Fragment tekstu:
-*-
Forum żeglarskie
https://forum.zegluj.net/

Doświadczenie żeglarskie
https://forum.zegluj.net/viewtopic.php?f=3&t=15128
Strona 1 z 1

Autor:  Eryk [ 27 kwi 2013, o 08:57 ]
Tytuł:  Doświadczenie żeglarskie

Jest was tu trochę jedni mniej doświadczeni drugich można nazwać prawdziwymi wilkami morskimi.
No właśnie, w którym momencie zaczęliście mówić o sobie jako o doświadczonych żeglarzach, doświadczonych załogantach, doświadczonych kapitanach.
Czy to kwestia jedynie poczucia własnych możliwości i zdolności?
Jeden może po 1 rejsie czuć się pewnie w tym co robi i porywać się na prowadzenie rejsu, inny po przepłynięciu kilku tysięcy mil, może nadal nie czuć się na siłach, który z nich w takim razie może nazywać się doświadczonym żeglarzem?

Autor:  robhosailor [ 27 kwi 2013, o 09:05 ]
Tytuł:  Re: Doświadczenie żeglarskie

Eryk napisał(a):
w którym momencie zaczęliście mówić o sobie jako o doświadczonych żeglarzach

O sobie? To chyba megalomania. O innych to tak.

Autor:  Eryk [ 27 kwi 2013, o 09:09 ]
Tytuł:  Re: Doświadczenie żeglarskie

robhosailor napisał(a):
O sobie?

Ale często się widzi że ktoś daje ogłoszenie w internecie i pisze o sobie jako o doświadczonym. Czy też ludzie szukają doświadczonej załogi, i teraz pytanie w którym momencie można bez skrupułów zgłaszać się i uważać siebie za doświadczonego.
-*-
Zadanie pisemne 1: Odszukaj w wykazie każdy wiersz zawierający słowo „flower” i przepisz go.
Tekst i wykaz nie mają ze sobą żadnego związku.

Wyciąg danych:
-*-
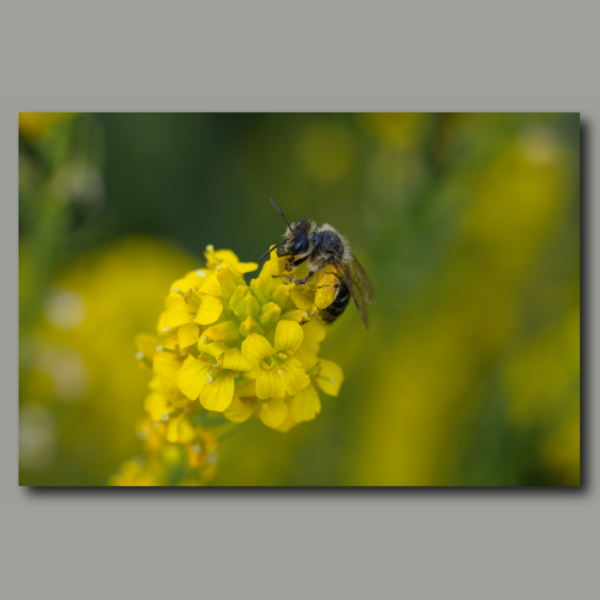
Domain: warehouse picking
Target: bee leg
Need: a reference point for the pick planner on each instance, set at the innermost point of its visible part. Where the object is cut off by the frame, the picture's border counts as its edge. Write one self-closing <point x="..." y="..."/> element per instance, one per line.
<point x="306" y="279"/>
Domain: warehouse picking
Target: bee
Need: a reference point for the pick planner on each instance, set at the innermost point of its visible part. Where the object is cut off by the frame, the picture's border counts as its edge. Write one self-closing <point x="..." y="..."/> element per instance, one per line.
<point x="327" y="254"/>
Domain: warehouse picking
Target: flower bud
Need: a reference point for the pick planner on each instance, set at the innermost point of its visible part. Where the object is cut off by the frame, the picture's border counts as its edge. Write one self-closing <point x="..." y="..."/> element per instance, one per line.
<point x="250" y="306"/>
<point x="260" y="290"/>
<point x="229" y="281"/>
<point x="269" y="314"/>
<point x="236" y="299"/>
<point x="250" y="325"/>
<point x="280" y="294"/>
<point x="221" y="332"/>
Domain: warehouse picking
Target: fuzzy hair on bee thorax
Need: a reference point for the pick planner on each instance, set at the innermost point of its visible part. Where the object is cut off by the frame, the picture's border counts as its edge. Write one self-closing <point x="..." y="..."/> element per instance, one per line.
<point x="298" y="239"/>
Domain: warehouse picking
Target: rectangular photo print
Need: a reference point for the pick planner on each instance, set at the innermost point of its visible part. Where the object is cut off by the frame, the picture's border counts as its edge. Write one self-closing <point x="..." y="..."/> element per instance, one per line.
<point x="299" y="299"/>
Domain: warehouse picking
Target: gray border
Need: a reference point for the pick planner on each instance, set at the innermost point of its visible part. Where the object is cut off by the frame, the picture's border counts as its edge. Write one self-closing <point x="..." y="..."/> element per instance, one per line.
<point x="475" y="543"/>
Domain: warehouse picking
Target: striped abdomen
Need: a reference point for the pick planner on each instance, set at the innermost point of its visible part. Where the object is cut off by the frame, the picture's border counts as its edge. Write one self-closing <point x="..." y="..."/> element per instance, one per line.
<point x="338" y="306"/>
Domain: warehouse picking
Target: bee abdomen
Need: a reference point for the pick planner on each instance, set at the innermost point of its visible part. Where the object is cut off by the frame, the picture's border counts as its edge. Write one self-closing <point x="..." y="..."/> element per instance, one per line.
<point x="338" y="306"/>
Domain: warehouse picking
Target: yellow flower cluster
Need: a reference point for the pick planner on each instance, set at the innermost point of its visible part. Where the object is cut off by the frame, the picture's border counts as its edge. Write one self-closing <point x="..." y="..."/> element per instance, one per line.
<point x="225" y="346"/>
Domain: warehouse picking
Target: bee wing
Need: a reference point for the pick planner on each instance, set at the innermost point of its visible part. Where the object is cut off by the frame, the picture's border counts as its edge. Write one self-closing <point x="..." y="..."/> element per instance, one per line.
<point x="361" y="280"/>
<point x="357" y="281"/>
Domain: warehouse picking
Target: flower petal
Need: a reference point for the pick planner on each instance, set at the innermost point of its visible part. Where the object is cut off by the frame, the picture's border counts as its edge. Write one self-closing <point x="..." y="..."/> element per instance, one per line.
<point x="306" y="405"/>
<point x="166" y="364"/>
<point x="212" y="286"/>
<point x="306" y="356"/>
<point x="238" y="411"/>
<point x="273" y="412"/>
<point x="269" y="384"/>
<point x="218" y="394"/>
<point x="288" y="336"/>
<point x="179" y="312"/>
<point x="215" y="349"/>
<point x="188" y="334"/>
<point x="293" y="375"/>
<point x="192" y="377"/>
<point x="255" y="348"/>
<point x="234" y="360"/>
<point x="314" y="331"/>
<point x="330" y="377"/>
<point x="156" y="405"/>
<point x="210" y="310"/>
<point x="146" y="344"/>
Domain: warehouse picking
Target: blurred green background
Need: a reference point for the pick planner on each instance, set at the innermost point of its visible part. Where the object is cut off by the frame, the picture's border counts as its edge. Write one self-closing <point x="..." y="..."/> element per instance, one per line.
<point x="468" y="225"/>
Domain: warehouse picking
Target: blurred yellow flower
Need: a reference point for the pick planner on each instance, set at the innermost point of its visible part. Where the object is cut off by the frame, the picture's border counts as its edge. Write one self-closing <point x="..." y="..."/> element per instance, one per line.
<point x="34" y="126"/>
-*-
Zadanie pisemne 2: Jaka data i godzina widnieją przy pierwszym wpisie w tekście o doświadczeniu żeglarskim?

Odpowiedź pisemna 1:
Target: flower bud
Target: yellow flower cluster
Target: flower petal
Target: blurred yellow flower

Odpowiedź pisemna 2: 27 kwietnia 2013 roku, godzina 08:57.